Saturday, August 04, 2007

Ad Hominem

My post yesterday on colorblindness inspired a collection of very interesting comments, and sparked a debate about (among other things) whether I was giving conservatives too much credit in treating their commitment to government colorblindness as more than a convenient tool to oppose affirmative action and other race-based ameliorative policies. This is not an idle suggestion. Many of the very people who supported massive resistance to Brown moved effortlessly to the argument that the law shouldn't forbid private race discrimination when the 1964 Civil Rights Act was on offer, and a decade and a half later embraced Brown and the Act as inviolate, but now claimed that these landmarks stood for formal equality, thus barring race-based affirmative action. That argument has now been made, successfully, to forbid voluntary race-based measures to foster integration.

Nonetheless, I'm willing to give conservatives the benefit of the doubt. For one thing, the term "conservatives" is sufficiently encompassing to include people with a wide variety of policy preferences, even on matters of race. For another, it's possible for people actually to change their attitudes. Much of the evolution we see in social attitudes (about all sorts of issues) comes from generational change: Old attitudes die off with the people who hold them and are replaced by new attitudes among the young. This dynamic explains much of the evolution we're currently witnessing in attitudes towards gay rights and probably explains some of the change we have seen in attitudes with respect to race over the last half century. But some people actually change their minds, and so when movement conservatives who opposed the Civil Rights Act in 1964 later talk about the importance of color-blindness, I'm willing to take them at their word.

One reason to take people at their word is that regardless of their motives, their arguments could be right. There is at least SOMETHING to the conservative argument that the right lesson to draw from our history of racial subordination of African Americans is that any race-conscious decisions are suspect, not just those that disfavor African Americans or other subordinated groups. That, after all, is why even Thurgood Marshall wanted to apply intermediate scrutiny, rather than rational basis scrutiny, to race-based affirmative action programs. And that's why, at the end of the day, the differences between the arguments of current liberals and conservatives on affirmative action are large but ultimately a matter of what to emphasize in interpreting the same commitment to equality---regardless of what the motives (on all sides) for those arguments may be.

- - -

TASK SET:
**a.** Reproduce the lines of the records word for word, starting with the line that contains "Task: for the roadway count, mark the textured" and going on through the final line of the records.
**b.** Continue the blog post on conservatives and colorblindness from the point where it stops.

- - -

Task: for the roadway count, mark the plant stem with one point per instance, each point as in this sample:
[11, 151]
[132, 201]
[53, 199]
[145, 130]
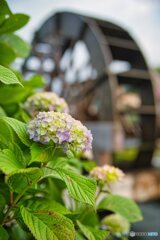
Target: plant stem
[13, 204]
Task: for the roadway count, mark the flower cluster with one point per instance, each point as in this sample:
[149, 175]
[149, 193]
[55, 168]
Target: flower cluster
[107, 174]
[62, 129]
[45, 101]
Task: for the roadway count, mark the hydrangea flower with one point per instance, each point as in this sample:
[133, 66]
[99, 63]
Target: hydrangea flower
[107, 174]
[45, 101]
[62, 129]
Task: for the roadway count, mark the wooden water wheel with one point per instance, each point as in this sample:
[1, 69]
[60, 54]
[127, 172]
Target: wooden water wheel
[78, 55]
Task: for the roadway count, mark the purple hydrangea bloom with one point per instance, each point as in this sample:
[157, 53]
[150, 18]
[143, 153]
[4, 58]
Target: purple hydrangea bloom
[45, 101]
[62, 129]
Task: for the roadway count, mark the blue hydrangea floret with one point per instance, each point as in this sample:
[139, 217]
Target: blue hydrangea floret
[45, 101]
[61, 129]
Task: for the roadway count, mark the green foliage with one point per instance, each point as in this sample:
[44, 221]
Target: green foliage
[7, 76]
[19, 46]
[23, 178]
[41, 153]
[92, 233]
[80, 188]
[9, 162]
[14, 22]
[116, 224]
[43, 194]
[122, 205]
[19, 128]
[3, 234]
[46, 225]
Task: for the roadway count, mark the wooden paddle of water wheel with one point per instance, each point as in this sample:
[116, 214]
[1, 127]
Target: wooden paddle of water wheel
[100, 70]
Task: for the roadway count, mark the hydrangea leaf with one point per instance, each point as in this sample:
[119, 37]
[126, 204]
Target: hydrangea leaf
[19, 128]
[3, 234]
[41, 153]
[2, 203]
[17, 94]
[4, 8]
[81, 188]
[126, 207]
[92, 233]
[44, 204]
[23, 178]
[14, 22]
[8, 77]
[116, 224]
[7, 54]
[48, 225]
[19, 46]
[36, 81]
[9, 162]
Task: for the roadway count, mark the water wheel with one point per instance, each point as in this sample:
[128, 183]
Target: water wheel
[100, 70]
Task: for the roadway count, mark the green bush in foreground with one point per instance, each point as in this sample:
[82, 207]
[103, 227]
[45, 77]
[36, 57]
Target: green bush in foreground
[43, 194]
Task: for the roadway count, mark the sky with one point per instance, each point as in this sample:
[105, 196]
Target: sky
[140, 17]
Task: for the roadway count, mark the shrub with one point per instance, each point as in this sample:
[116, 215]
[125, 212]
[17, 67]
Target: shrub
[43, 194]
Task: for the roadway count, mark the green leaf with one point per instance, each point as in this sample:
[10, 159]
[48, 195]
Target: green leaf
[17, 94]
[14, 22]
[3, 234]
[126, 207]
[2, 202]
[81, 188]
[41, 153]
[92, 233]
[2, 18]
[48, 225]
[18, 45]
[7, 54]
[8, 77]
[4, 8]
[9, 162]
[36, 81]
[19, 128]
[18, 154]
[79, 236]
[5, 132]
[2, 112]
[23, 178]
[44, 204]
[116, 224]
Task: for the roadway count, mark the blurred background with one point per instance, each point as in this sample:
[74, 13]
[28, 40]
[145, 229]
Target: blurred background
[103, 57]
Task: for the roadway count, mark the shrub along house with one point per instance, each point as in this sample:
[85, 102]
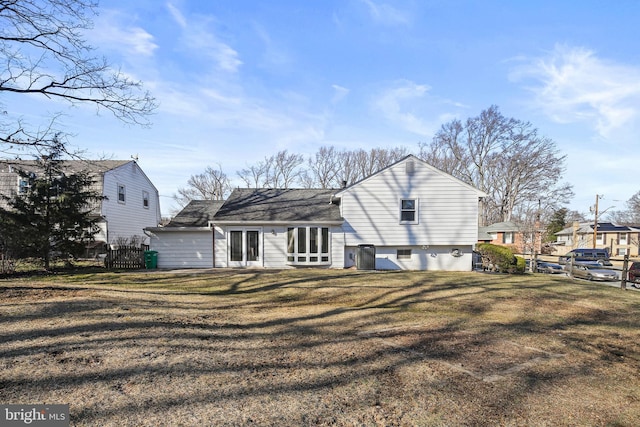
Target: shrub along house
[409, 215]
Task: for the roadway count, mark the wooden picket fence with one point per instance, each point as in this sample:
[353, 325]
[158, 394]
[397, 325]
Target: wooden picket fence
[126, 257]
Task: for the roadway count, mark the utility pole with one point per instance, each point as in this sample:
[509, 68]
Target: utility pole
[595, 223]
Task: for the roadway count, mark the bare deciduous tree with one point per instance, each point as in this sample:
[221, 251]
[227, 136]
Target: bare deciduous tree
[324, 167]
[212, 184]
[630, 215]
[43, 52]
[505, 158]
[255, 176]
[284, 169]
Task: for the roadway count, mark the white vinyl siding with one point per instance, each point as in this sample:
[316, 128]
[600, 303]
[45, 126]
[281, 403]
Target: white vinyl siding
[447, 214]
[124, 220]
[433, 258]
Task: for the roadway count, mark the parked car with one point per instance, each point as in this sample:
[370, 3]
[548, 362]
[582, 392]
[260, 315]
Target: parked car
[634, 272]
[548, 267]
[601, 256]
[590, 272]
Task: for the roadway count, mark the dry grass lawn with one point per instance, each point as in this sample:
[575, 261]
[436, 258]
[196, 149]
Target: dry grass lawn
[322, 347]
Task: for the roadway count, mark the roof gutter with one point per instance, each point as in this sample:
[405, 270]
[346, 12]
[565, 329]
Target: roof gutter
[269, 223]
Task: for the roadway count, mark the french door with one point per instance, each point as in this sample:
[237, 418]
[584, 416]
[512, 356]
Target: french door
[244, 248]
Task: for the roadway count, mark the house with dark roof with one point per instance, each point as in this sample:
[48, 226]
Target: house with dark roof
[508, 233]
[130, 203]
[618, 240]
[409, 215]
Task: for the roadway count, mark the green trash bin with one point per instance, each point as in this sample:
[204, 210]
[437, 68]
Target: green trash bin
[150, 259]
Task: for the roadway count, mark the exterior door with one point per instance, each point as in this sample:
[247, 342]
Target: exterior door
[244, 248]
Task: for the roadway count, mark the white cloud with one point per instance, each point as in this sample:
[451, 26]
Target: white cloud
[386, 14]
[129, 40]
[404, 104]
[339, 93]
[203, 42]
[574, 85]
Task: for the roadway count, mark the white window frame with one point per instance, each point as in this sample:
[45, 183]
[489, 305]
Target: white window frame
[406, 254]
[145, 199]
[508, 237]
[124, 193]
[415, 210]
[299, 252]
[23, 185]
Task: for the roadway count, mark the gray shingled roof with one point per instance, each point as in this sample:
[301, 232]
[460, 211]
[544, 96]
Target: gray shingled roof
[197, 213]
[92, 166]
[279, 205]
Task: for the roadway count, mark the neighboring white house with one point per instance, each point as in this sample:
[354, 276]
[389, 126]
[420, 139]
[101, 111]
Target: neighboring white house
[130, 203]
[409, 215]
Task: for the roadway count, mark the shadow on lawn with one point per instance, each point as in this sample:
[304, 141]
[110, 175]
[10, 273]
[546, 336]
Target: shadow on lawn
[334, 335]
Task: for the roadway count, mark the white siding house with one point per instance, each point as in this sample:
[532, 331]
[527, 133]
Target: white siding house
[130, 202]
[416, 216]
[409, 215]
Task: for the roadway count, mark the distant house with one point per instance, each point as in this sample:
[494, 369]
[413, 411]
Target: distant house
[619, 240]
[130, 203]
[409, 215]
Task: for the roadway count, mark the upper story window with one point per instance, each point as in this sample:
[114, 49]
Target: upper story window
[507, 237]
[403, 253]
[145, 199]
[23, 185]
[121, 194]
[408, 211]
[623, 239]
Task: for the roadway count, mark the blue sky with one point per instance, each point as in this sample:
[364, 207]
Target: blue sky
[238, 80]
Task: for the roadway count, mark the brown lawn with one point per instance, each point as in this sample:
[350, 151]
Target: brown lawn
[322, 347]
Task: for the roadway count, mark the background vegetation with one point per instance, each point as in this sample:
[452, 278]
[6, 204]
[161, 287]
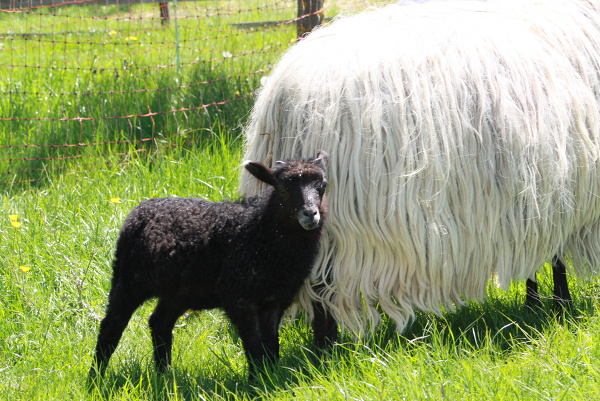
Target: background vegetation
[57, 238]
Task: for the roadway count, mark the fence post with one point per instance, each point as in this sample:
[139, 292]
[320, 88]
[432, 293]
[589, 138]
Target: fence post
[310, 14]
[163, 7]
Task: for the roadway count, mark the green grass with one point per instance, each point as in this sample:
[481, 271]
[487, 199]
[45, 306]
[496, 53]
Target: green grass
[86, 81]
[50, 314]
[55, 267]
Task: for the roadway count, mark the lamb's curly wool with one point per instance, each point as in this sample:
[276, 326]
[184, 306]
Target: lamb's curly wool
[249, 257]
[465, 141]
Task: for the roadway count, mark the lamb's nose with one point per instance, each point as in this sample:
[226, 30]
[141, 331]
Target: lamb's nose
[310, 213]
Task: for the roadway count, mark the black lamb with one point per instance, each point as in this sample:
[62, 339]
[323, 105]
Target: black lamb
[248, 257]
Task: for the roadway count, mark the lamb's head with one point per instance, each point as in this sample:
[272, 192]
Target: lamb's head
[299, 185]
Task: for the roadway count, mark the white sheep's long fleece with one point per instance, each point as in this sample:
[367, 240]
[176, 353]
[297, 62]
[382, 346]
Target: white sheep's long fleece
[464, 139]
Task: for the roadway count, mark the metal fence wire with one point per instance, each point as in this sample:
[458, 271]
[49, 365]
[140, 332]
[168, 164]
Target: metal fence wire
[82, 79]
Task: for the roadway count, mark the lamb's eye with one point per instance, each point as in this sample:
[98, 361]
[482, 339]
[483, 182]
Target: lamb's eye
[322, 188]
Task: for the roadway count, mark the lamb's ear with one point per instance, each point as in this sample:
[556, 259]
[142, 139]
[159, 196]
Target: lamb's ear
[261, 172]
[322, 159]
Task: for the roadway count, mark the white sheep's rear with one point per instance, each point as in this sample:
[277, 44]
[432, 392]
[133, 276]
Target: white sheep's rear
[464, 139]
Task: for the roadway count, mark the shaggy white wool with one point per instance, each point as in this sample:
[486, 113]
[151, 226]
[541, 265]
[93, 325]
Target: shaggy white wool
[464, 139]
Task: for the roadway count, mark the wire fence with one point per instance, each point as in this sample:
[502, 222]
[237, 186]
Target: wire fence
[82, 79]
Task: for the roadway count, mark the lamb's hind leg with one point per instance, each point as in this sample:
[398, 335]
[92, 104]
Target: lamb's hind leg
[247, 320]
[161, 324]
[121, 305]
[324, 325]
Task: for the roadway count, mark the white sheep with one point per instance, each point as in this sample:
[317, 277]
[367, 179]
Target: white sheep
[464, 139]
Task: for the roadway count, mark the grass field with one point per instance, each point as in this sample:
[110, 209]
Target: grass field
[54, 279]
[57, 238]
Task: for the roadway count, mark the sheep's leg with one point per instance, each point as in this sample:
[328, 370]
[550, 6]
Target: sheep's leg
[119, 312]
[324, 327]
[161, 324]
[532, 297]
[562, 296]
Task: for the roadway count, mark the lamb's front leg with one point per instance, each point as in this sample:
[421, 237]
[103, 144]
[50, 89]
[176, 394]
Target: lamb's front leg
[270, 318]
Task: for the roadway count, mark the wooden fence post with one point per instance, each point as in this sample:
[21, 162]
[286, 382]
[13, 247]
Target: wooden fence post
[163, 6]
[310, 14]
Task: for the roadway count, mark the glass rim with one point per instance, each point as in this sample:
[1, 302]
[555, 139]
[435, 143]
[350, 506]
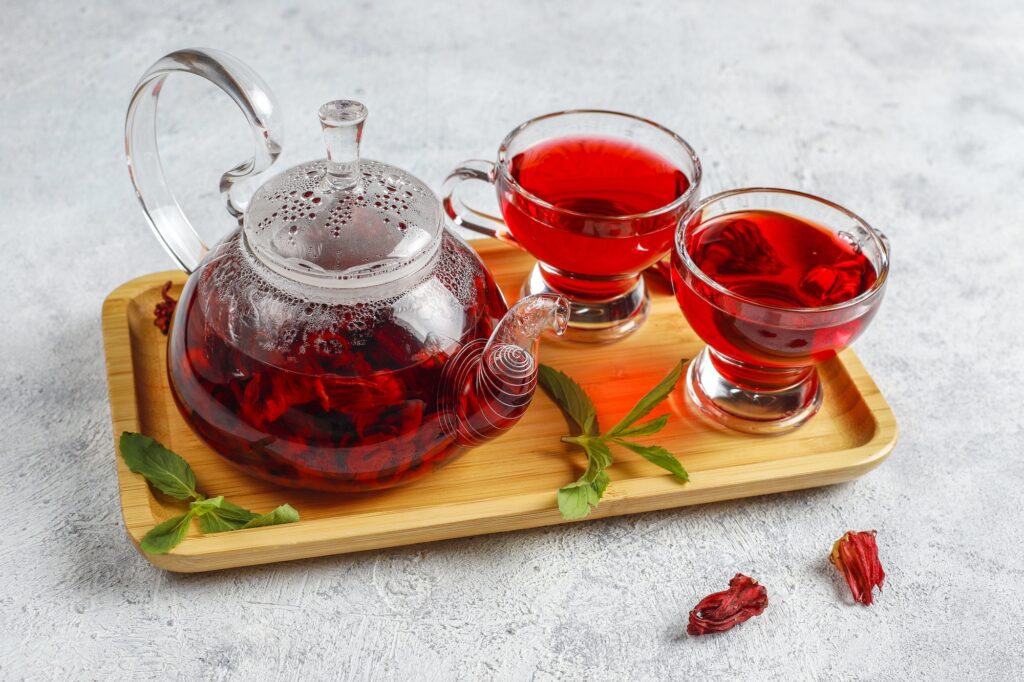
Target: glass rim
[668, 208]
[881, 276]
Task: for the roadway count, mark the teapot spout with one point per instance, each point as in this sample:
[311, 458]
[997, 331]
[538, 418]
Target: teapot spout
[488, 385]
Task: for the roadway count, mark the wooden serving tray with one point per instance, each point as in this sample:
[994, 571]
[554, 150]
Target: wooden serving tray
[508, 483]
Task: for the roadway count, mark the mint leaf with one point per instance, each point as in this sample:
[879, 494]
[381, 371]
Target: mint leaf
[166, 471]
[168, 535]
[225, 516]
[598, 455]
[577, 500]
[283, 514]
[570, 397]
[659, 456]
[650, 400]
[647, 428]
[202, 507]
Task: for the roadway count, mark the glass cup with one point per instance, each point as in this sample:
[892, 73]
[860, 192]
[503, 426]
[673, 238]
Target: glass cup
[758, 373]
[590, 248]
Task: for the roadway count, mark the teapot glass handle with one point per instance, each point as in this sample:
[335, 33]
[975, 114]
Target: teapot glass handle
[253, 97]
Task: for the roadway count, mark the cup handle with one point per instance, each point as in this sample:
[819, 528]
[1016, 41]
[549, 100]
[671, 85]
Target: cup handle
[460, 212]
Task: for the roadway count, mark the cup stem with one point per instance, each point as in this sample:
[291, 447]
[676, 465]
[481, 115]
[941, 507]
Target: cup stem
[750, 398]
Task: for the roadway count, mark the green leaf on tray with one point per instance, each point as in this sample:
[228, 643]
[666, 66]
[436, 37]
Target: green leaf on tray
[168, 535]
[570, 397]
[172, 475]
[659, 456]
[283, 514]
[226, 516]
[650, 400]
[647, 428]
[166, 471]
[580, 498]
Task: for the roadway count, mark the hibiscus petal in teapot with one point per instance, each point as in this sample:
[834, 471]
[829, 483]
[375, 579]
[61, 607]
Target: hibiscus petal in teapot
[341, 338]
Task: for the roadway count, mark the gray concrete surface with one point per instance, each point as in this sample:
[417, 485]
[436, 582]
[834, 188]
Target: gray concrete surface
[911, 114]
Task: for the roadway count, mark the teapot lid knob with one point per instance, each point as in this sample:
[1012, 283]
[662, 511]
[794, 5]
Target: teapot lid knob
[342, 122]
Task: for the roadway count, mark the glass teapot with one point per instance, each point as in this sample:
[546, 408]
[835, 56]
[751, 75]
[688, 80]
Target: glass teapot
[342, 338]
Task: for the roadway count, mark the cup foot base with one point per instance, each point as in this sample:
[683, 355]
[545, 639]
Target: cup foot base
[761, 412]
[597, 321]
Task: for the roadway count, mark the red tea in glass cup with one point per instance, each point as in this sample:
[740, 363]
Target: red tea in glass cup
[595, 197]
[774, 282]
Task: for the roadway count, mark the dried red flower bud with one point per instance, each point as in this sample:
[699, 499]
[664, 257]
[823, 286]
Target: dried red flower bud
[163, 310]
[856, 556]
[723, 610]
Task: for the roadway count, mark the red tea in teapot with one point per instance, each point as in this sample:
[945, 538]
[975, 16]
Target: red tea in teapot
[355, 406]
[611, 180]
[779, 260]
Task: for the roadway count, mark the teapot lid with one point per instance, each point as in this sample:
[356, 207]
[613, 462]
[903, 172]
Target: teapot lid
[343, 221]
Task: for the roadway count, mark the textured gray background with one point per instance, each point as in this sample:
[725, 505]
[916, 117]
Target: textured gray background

- - -

RESPONSES TO THE TASKS:
**a.**
Task: for the roadway count, mark the textured gray background with one point per instance, each point as in this sample:
[725, 505]
[916, 117]
Target: textured gray background

**b.**
egarber said...

One sidebar question I have:

Is it possible to be an originalist / strict constructionist in constitutional interpretation while favoring a reading of the 14th that touts absolute colorblindness? I'm all for folks changing their minds, but they should be called out when they contradict themselves in real time.

Paul said...

Of course it is. The problem would not be a claim of being an originalist. There is no such thing as a single descriptor encompassing any one individual's complete judicial philosophy, especially when that philosophy is necessarily tested (repeatedly) by the facts of an individual case.

A claim to being an originalist or a constructionist or a pragmatist, etc., merely indicates preference. Suggesting otherwise would be to criticize someone who professes normative preferences for making constructionist arguments.

The criticism should lie if someone were to profess an originalist position in support of a conclusion that could not be reasonably drawn from originalist arguments.

egarber said...

A claim to being an originalist or a constructionist or a pragmatist, etc., merely indicates preference.

Yep. I understand. But just like with the Bible, doesn't this lead to potential cherrypicking based on personal views -- vs. something gounded in a firm rule that's applied consistently? With the latter, you take the "good" with the "bad."

But if your philosophy allows you to always arrive at the "good", it seems to me you should just be honest and simply admit you have personal opinions.

I'm tiring the point, I know -- and I get what you're saying.


The Casual said...

I have a question that relates to my previous post (made far too late last night so I apologize for the typos and other erros). I am hoping that someone with expertise will address it. Why is "integration" the end to be sought by liberals in this case? It seems that integration is only justifiable in this context, by the many of the liberals' own arguments, as a means to the end of equal educational opportunity. The notion that diversity/integration is a justifiable end in and of itself was accepted in Grutter at university level and rejected in the post-secondary context. My question is, so what? How does integration - in and of itself - actually assist any past (or present) disadvantaged group in the context of MANDATORY, PUBLIC-FUNDED education as opposed to OPTIONAL, PUBLIC/PRIVATE FUNDED advanced education?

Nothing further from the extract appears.